> TEXT SECTION:
Bout analysis#

Tools and classes for the identification of behavioural bouts

A histogram of log-transformed frequencies of x with a chosen bin width and upper limit forms the basis for models. Histogram bins following empty ones have their frequencies averaged over the number of previous empty bins plus one. Models attempt to discern the number of random Poisson processes, and their parameters, generating the underlying distribution of log-transformed frequencies.

The abstract class Bouts provides basic methods.

Abstract class & methods summary#

Bouts(x, bw[, method])

Abstract base class for models of log-transformed frequencies

Bouts.init_pars(x_break[, plot, ax])

Find starting values for mixtures of random Poisson processes

Bouts.fit(start, **kwargs)

Fit Poisson mixture model to log frequencies

Bouts.bec(coefs)

Calculate bout ending criteria from model coefficients

Bouts.plot_fit(coefs[, ax])

Plot log frequency histogram and fitted model

Nonlinear least squares models#

Currently, the model describing the histogram as it is built is implemented in the BoutsNLS class. For the case of a mixture of two Poisson processes, this class would set up the model:

(1)#\[y = log[N_f \lambda_f e^{-\lambda_f t} + N_s \lambda_s e^{-\lambda_s t}]\]

where \(N_f\) and \(N_s\) are the number of events belonging to process \(f\) and \(s\), respectively; and \(\lambda_f\) and \(\lambda_s\) are the probabilities of an event occurring in each process. Mixtures of more processes can also be added to the model.

The bout-ending criterion (BEC) corresponding to equation (1) is:

(2)#\[BEC = \frac{1}{\lambda_f - \lambda_s} log \frac{N_f \lambda_f}{N_s \lambda_s}\]

Note that there is one BEC per transition between Poisson processes.

The methods of this subclass are provided by the abstract super class Bouts, and defining those listed below.

Methods summary#

BoutsNLS.plot_ecdf(coefs[, ax])

Plot observed and modelled empirical cumulative frequencies

Maximum likelihood models#

This is the preferred approach to modelling mixtures of random Poisson processes, as it does not rely on the subjective construction of a histogram. The histogram is only used to generate reasonable starting values, but the underlying paramters of the model are obtained via maximum likelihood, so it is more robust.

For the case of a mixture of two processes, as above, the log likelihood of all the \(N_t\) in a mixture can be expressed as:

(3)#\[log\ L_2 = \sum_{i=1}^{N_t} log[p \lambda_f e^{-\lambda_f t_i} + (1-p) \lambda_s e^{-\lambda_s t_i}]\]

where \(p\) is a mixing parameter indicating the proportion of fast to slow process events in the sampled population.

The BEC in this case can be estimated as:

(4)#\[BEC = \frac{1}{\lambda_f - \lambda_s} log \frac{p\lambda_f}{(1-p)\lambda_s}\]

The subclass BoutsMLE offers the framework for these models.

Methods summary#

BoutsMLE.negMLEll(params, x[, istransformed])

Log likelihood function of parameters given observed data

BoutsMLE.fit(start[, fit1_opts, fit2_opts])

> EXTRACTED MATERIAL:
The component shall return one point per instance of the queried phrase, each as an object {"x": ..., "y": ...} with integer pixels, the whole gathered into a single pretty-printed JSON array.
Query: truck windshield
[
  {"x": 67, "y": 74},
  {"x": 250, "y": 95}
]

> TASKS TO CARRY OUT:
• a. In the bout analysis text above, rewrite the paragraph beginning "This is the preferred approach" as a short bulleted list that keeps its main facts.
• b. According to the bout analysis text, which class implements the model that describes the histogram as it is built?
• c. Continue the bout analysis text from the point where it stops.

> RESPONSES BY TASK:
• a.
- This is the preferred way to model mixtures of random Poisson processes.
- It does not rely on the subjective construction of a histogram.
- The histogram is used only to generate reasonable starting values.
- The model's underlying parameters are obtained via maximum likelihood, which makes the approach more robust.

• b. The BoutsNLS class.

• c.
Maximum likelihood estimation of log frequencies

BoutsMLE.bec(fit)

Calculate bout ending criteria from model coefficients

BoutsMLE.plot_fit(fit[, ax])

Plot log frequency histogram and fitted model

BoutsMLE.plot_ecdf(fit[, ax])

Plot observed and modelled empirical cumulative frequencies

class bouts.Bouts(x, bw, method='standard')[source]#

Bases: object

Abstract base class for models of log-transformed frequencies

This is a base class for other classes to build on, and do the model fitting. Bouts is an abstract base class to set up bout identification procedures. Subclasses must implement fit and bec methods, or re-use the default NLS methods in Bouts.

x#

1D array with input data.

Type:

array_like

method#

Method used for calculating the histogram.

Type:

str

lnfreq#

DataFrame with the centers of histogram bins, and corresponding log-frequencies of x.

Type:

pandas.DataFrame

abstract bec(coefs)[source]#

Calculate bout ending criteria from model coefficients

Implementing default as from NLS method.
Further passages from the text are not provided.